▶ **Directive**
Rewrite these records, replacing "integer pixel values" with "whole-number pixel coordinates" and changing nothing else. Leave the pictures out of your answer.
--- Begin Recorded data ---
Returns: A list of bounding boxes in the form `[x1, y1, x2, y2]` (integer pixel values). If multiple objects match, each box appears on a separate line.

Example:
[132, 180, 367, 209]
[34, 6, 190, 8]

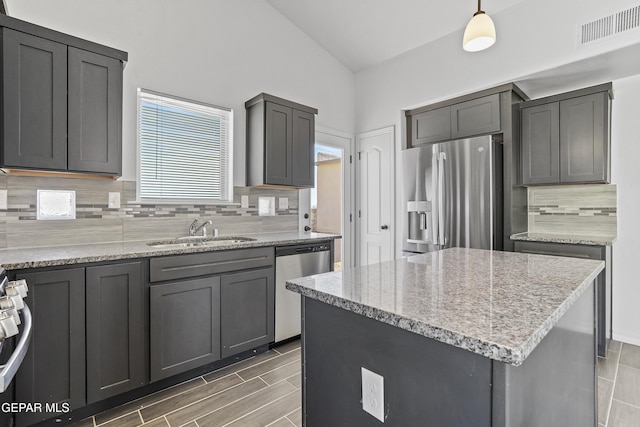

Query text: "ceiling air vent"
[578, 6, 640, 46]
--- End Recorded data ---
▶ **Written answer**
Returns: A list of bounding boxes in the form `[x1, y1, x2, y2]` (whole-number pixel coordinates). If multiple objects match, each box appears on a separate line.

Example:
[132, 180, 367, 209]
[34, 6, 190, 8]


Query text: "ceiling air vent"
[578, 6, 640, 46]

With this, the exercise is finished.